> **Objetivo declarado**
Copia sin ningún cambio las líneas de las entradas de más abajo, desde la que contiene "I'm trying to figure out if any hat" hasta el final de las entradas, ambos extremos incluidos.

*** Filas almacenadas ***

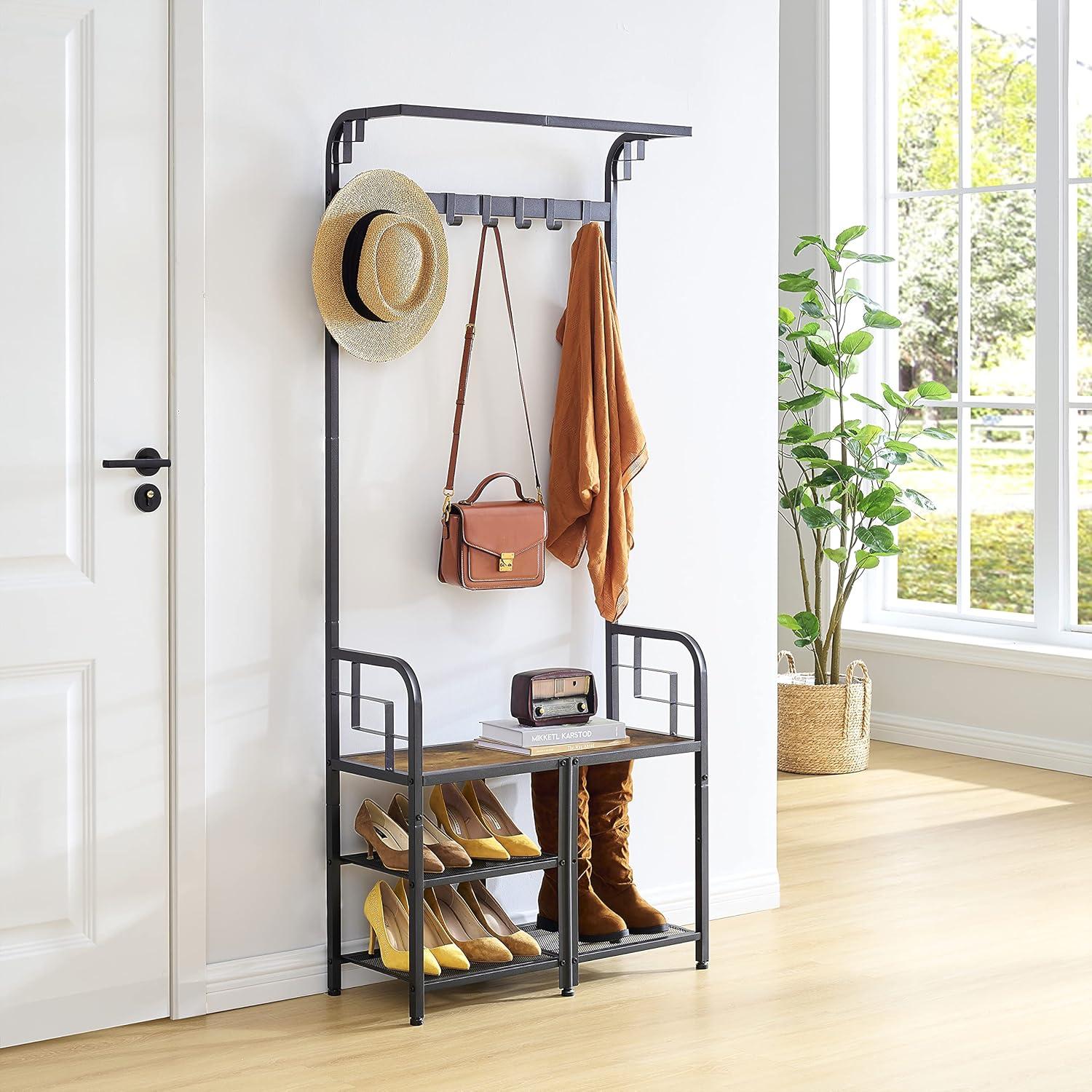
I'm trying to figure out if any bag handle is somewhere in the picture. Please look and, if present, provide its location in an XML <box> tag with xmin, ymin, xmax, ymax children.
<box><xmin>778</xmin><ymin>649</ymin><xmax>796</xmax><ymax>675</ymax></box>
<box><xmin>443</xmin><ymin>224</ymin><xmax>543</xmax><ymax>519</ymax></box>
<box><xmin>459</xmin><ymin>471</ymin><xmax>533</xmax><ymax>505</ymax></box>
<box><xmin>844</xmin><ymin>660</ymin><xmax>873</xmax><ymax>740</ymax></box>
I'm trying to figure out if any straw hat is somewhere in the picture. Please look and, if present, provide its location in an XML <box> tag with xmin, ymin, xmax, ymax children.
<box><xmin>312</xmin><ymin>170</ymin><xmax>448</xmax><ymax>362</ymax></box>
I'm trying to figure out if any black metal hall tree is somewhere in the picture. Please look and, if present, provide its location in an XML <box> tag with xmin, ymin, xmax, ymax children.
<box><xmin>325</xmin><ymin>105</ymin><xmax>709</xmax><ymax>1024</ymax></box>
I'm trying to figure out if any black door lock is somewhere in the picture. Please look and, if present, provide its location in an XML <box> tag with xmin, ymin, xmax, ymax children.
<box><xmin>133</xmin><ymin>482</ymin><xmax>163</xmax><ymax>513</ymax></box>
<box><xmin>103</xmin><ymin>448</ymin><xmax>170</xmax><ymax>478</ymax></box>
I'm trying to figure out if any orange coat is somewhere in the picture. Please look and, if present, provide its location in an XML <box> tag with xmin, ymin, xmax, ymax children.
<box><xmin>546</xmin><ymin>223</ymin><xmax>649</xmax><ymax>622</ymax></box>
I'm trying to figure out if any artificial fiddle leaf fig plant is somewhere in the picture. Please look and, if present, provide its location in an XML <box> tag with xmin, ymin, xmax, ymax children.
<box><xmin>778</xmin><ymin>224</ymin><xmax>954</xmax><ymax>684</ymax></box>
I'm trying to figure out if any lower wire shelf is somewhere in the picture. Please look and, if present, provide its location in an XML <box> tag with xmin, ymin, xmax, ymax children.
<box><xmin>342</xmin><ymin>925</ymin><xmax>698</xmax><ymax>989</ymax></box>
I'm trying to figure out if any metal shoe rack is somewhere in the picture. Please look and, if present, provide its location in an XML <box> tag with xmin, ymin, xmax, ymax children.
<box><xmin>325</xmin><ymin>105</ymin><xmax>709</xmax><ymax>1024</ymax></box>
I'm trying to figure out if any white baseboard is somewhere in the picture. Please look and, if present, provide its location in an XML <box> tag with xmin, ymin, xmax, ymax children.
<box><xmin>199</xmin><ymin>869</ymin><xmax>781</xmax><ymax>1013</ymax></box>
<box><xmin>871</xmin><ymin>710</ymin><xmax>1092</xmax><ymax>777</ymax></box>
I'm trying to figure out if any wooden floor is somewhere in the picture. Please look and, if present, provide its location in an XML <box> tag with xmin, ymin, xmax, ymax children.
<box><xmin>0</xmin><ymin>744</ymin><xmax>1092</xmax><ymax>1092</ymax></box>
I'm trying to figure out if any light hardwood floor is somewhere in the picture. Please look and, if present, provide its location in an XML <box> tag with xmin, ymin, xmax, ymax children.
<box><xmin>0</xmin><ymin>744</ymin><xmax>1092</xmax><ymax>1092</ymax></box>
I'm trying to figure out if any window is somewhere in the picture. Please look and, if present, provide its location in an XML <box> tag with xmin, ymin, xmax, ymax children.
<box><xmin>865</xmin><ymin>0</ymin><xmax>1092</xmax><ymax>644</ymax></box>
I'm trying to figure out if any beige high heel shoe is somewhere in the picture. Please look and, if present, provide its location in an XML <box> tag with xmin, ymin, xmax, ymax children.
<box><xmin>353</xmin><ymin>801</ymin><xmax>443</xmax><ymax>873</ymax></box>
<box><xmin>364</xmin><ymin>880</ymin><xmax>440</xmax><ymax>976</ymax></box>
<box><xmin>459</xmin><ymin>880</ymin><xmax>543</xmax><ymax>956</ymax></box>
<box><xmin>463</xmin><ymin>781</ymin><xmax>543</xmax><ymax>858</ymax></box>
<box><xmin>391</xmin><ymin>793</ymin><xmax>474</xmax><ymax>869</ymax></box>
<box><xmin>428</xmin><ymin>782</ymin><xmax>508</xmax><ymax>860</ymax></box>
<box><xmin>425</xmin><ymin>887</ymin><xmax>513</xmax><ymax>963</ymax></box>
<box><xmin>395</xmin><ymin>880</ymin><xmax>471</xmax><ymax>971</ymax></box>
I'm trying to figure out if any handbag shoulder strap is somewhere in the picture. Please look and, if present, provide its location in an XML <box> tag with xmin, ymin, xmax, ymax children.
<box><xmin>443</xmin><ymin>224</ymin><xmax>543</xmax><ymax>515</ymax></box>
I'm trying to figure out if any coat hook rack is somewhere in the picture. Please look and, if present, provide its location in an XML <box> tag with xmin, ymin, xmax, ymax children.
<box><xmin>323</xmin><ymin>104</ymin><xmax>695</xmax><ymax>1024</ymax></box>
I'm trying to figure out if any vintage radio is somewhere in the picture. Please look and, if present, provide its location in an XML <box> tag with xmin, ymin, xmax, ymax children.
<box><xmin>513</xmin><ymin>668</ymin><xmax>596</xmax><ymax>729</ymax></box>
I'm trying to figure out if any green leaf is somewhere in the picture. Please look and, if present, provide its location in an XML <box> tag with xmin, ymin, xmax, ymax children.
<box><xmin>793</xmin><ymin>611</ymin><xmax>819</xmax><ymax>644</ymax></box>
<box><xmin>786</xmin><ymin>391</ymin><xmax>827</xmax><ymax>413</ymax></box>
<box><xmin>842</xmin><ymin>330</ymin><xmax>873</xmax><ymax>356</ymax></box>
<box><xmin>850</xmin><ymin>391</ymin><xmax>887</xmax><ymax>413</ymax></box>
<box><xmin>917</xmin><ymin>381</ymin><xmax>952</xmax><ymax>402</ymax></box>
<box><xmin>778</xmin><ymin>273</ymin><xmax>819</xmax><ymax>292</ymax></box>
<box><xmin>834</xmin><ymin>224</ymin><xmax>869</xmax><ymax>250</ymax></box>
<box><xmin>902</xmin><ymin>489</ymin><xmax>937</xmax><ymax>513</ymax></box>
<box><xmin>856</xmin><ymin>425</ymin><xmax>884</xmax><ymax>448</ymax></box>
<box><xmin>880</xmin><ymin>384</ymin><xmax>909</xmax><ymax>410</ymax></box>
<box><xmin>865</xmin><ymin>308</ymin><xmax>902</xmax><ymax>330</ymax></box>
<box><xmin>807</xmin><ymin>338</ymin><xmax>838</xmax><ymax>371</ymax></box>
<box><xmin>842</xmin><ymin>282</ymin><xmax>880</xmax><ymax>310</ymax></box>
<box><xmin>858</xmin><ymin>485</ymin><xmax>895</xmax><ymax>520</ymax></box>
<box><xmin>801</xmin><ymin>505</ymin><xmax>838</xmax><ymax>531</ymax></box>
<box><xmin>858</xmin><ymin>528</ymin><xmax>895</xmax><ymax>552</ymax></box>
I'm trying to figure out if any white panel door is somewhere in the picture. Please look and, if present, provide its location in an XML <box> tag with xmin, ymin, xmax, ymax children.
<box><xmin>0</xmin><ymin>0</ymin><xmax>168</xmax><ymax>1044</ymax></box>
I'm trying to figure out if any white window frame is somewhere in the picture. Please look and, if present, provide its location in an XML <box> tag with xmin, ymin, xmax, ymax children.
<box><xmin>852</xmin><ymin>0</ymin><xmax>1092</xmax><ymax>650</ymax></box>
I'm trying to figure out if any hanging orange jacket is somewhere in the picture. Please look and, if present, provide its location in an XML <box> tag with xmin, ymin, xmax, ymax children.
<box><xmin>546</xmin><ymin>224</ymin><xmax>649</xmax><ymax>622</ymax></box>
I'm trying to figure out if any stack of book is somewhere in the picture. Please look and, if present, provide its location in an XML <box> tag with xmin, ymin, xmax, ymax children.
<box><xmin>474</xmin><ymin>716</ymin><xmax>629</xmax><ymax>755</ymax></box>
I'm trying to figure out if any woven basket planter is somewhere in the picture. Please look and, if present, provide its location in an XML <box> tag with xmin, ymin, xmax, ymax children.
<box><xmin>778</xmin><ymin>652</ymin><xmax>873</xmax><ymax>773</ymax></box>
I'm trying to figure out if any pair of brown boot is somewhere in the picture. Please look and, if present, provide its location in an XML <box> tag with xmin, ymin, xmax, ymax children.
<box><xmin>531</xmin><ymin>762</ymin><xmax>668</xmax><ymax>943</ymax></box>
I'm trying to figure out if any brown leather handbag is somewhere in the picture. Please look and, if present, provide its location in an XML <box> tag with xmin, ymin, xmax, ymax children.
<box><xmin>438</xmin><ymin>224</ymin><xmax>546</xmax><ymax>592</ymax></box>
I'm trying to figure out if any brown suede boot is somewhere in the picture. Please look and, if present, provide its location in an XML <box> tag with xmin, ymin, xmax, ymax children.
<box><xmin>582</xmin><ymin>761</ymin><xmax>668</xmax><ymax>933</ymax></box>
<box><xmin>531</xmin><ymin>770</ymin><xmax>629</xmax><ymax>943</ymax></box>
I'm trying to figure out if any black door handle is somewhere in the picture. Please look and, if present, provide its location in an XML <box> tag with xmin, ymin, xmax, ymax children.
<box><xmin>103</xmin><ymin>448</ymin><xmax>170</xmax><ymax>478</ymax></box>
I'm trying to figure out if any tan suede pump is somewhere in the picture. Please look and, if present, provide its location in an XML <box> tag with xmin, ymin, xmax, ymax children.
<box><xmin>391</xmin><ymin>793</ymin><xmax>473</xmax><ymax>869</ymax></box>
<box><xmin>425</xmin><ymin>887</ymin><xmax>513</xmax><ymax>963</ymax></box>
<box><xmin>459</xmin><ymin>880</ymin><xmax>543</xmax><ymax>956</ymax></box>
<box><xmin>395</xmin><ymin>880</ymin><xmax>471</xmax><ymax>971</ymax></box>
<box><xmin>463</xmin><ymin>781</ymin><xmax>543</xmax><ymax>858</ymax></box>
<box><xmin>353</xmin><ymin>799</ymin><xmax>443</xmax><ymax>873</ymax></box>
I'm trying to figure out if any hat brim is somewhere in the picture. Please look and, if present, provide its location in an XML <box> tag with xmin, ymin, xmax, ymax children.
<box><xmin>312</xmin><ymin>170</ymin><xmax>448</xmax><ymax>364</ymax></box>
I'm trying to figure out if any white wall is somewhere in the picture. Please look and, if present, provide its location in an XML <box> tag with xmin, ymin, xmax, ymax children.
<box><xmin>778</xmin><ymin>0</ymin><xmax>1092</xmax><ymax>773</ymax></box>
<box><xmin>205</xmin><ymin>0</ymin><xmax>778</xmax><ymax>1007</ymax></box>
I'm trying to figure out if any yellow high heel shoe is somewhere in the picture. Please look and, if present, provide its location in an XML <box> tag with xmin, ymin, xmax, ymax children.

***

> **Respuesta correcta**
I'm trying to figure out if any hat brim is somewhere in the picture. Please look and, if present, provide its location in an XML <box> tag with xmin, ymin, xmax, ymax children.
<box><xmin>312</xmin><ymin>170</ymin><xmax>448</xmax><ymax>364</ymax></box>
I'm trying to figure out if any white wall is somewhere in the picture. Please look and, if present, provide its location in an XML <box> tag with xmin, ymin, xmax, ymax children.
<box><xmin>778</xmin><ymin>0</ymin><xmax>1092</xmax><ymax>773</ymax></box>
<box><xmin>205</xmin><ymin>0</ymin><xmax>778</xmax><ymax>1007</ymax></box>
I'm trying to figure out if any yellow high heel shoe is somewhere in the picture. Please look and, if present, provide its location in an XML <box> tag with xmin, ymin, xmax, ymax children.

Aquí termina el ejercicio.